WHAT TO WORK ON: Every line in the entries that holds "target" should be identified and copied.
DATASET ENTRIES below:
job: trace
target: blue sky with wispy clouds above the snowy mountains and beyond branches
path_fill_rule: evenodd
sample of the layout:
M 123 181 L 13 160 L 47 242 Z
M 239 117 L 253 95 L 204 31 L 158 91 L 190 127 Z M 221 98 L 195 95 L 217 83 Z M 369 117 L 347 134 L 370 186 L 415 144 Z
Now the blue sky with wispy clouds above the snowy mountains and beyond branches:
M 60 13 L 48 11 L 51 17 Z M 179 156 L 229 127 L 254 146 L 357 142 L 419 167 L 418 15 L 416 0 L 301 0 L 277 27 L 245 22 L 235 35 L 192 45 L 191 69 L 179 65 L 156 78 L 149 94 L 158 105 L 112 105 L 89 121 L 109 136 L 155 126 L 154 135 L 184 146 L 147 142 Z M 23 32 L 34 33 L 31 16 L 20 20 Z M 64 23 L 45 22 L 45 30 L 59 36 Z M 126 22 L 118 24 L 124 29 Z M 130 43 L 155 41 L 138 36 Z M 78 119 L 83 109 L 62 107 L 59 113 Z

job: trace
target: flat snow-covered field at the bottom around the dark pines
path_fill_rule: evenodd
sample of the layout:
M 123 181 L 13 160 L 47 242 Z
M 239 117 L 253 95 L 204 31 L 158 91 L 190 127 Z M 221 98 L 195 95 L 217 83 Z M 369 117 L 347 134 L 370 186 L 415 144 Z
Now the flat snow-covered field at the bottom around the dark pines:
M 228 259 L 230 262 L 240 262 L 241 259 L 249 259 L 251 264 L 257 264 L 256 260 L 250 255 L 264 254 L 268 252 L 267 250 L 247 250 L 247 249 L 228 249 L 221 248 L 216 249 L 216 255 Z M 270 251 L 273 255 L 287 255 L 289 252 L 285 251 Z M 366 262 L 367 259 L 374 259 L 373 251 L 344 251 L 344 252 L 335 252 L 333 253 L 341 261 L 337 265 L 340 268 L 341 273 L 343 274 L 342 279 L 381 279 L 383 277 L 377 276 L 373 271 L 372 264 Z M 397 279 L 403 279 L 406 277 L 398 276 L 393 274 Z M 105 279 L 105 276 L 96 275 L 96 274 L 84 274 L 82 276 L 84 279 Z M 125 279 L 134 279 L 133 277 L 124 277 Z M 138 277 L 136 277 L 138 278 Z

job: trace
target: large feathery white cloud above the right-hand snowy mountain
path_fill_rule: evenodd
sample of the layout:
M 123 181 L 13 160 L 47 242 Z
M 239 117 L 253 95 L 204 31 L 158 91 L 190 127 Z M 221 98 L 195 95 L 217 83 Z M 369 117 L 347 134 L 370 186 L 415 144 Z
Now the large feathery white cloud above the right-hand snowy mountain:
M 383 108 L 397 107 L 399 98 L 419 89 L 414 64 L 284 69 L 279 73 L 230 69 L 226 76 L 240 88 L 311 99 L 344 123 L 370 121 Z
End of DATASET ENTRIES.
RESPONSE:
target: blue sky with wispy clouds above the snowy mountains and beyond branches
target: flat snow-covered field at the bottom around the dark pines
target: large feathery white cloud above the right-hand snowy mountain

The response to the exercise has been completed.